Page text:
[Start of section]

Data on frequency of log-ins, the total number of completed food diaries, and the number of weight and physical activity uploads from the monitoring devices were provided by Imperative Health and were used to determine level of engagement.

Qualitative: Interviews

To gain in-depth feedback on the intervention group’s experiences of using the Web-based program, these participants were asked if they would be willing to take part in an interview conducted by the researcher toward the end of the study. This was an optional part of the study; therefore, a convenience sampling technique was utilized. The interviews were conducted between July and August 2012, in the Centre for Public Health, QUB, within an informal setting and lasted approximately 25 to 30 minutes. Semistructured open-ended questions were used throughout to ensure that a consistent approach was utilized. The researcher used a style of probing to extract more information or clarify meaning. All the interviews were audio-recorded and transcribed verbatim. NVivo 8 was used to assist in the management and analysis of the transcripts. To analyze the transcripts, a template approach, outlined by Crabtree and Miller [26], was utilized. This process involved the naming, defining, and describing of the codes based on research questions. Three broad categories formed the code template: views on their experiences of using Imperative Health (Web-based program), views on Imperative Health’s website components that support behavior change, and suggested improvements that Imperative Health should implement. The template of codes was then applied to all transcripts. Given that the data were qualitative, frequencies were used in the broadest sense (eg, majority, some, and few). Quotations were used to demonstrate typical views within each code category.

Statistical Analysis

All analyses were performed using SPSS for Windows version 21.0 (SPSS Inc, Chicago, IL, USA). Results are expressed as mean and standard deviation for normally distributed variables and median and interquartile range for variables that did not satisfy normality criteria. Categorical data are expressed as frequencies and percentages. To compare baseline characteristics between the control and intervention groups, for continuous variables, the appropriate parametric (independent samples t test) and nonparametric tests (Mann-Whitney U test) were utilized. For categorical variables, the chi-square test was used. Between-group differences in the primary outcome (weight change at 3 months) and secondary outcomes from baseline to 3 months, 6 months, and 12 months were investigated using the analysis of covariance (ANCOVA) adjusted for baseline measurements [27]. Analyses were carried out by an intention-to-treat (ITT) approach using a single imputation method (baseline observation carried forward, BOCF) to deal with missing data and losses to follow-up [28]. A complete-case analysis on weight change was also conducted using information on all individuals with available data at each time point. A sensitivity analysis was conducted using MANOVA, but this reached similar findings (results not shown). Triglycerides, CRP, and physical activity distributions were skewed; therefore, they were log transformed. Adjusted differences in log-transformed means between groups from ANCOVA were converted to, and reported as, ratios of geometric means and 95% confidence intervals. Within-group changes (intervention or control) in weight loss were analyzed using paired-sample t tests. Because the Web-based program usage data was not normally distributed, Spearman correlations were performed to investigate the relationship between weight change and Web-based program usage at each time point (intervention group only).

[End of section]

Data extract:
[Start of section]

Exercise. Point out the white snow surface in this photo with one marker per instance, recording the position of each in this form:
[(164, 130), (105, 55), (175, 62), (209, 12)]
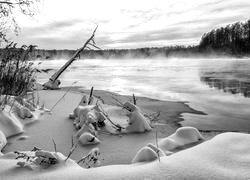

[End of section]

Activity 1:
Answer these questions from the methods text.
(a) Where were the interviews held?
(b) Which software helped manage and analyze the interview transcripts?
(c) Which test was used to compare categorical variables at baseline?
Activity 2:
Decide whether each statement agrees with the methods text, and answer yes or no, quoting the words that decide it.
(a) The interviews lasted about an hour.
(b) Triglycerides, CRP, and physical activity were log transformed.
(c) Pearson correlations related weight change to Web-based program usage.

Output 1:
(a) In the Centre for Public Health, QUB, in an informal setting.
(b) NVivo 8.
(c) The chi-square test.

Output 2:
(a) No: "lasted approximately 25 to 30 minutes"
(b) Yes: "Triglycerides, CRP, and physical activity distributions were skewed; therefore, they were log transformed."
(c) No: "Spearman correlations were performed to investigate the relationship between weight change and Web-based program usage"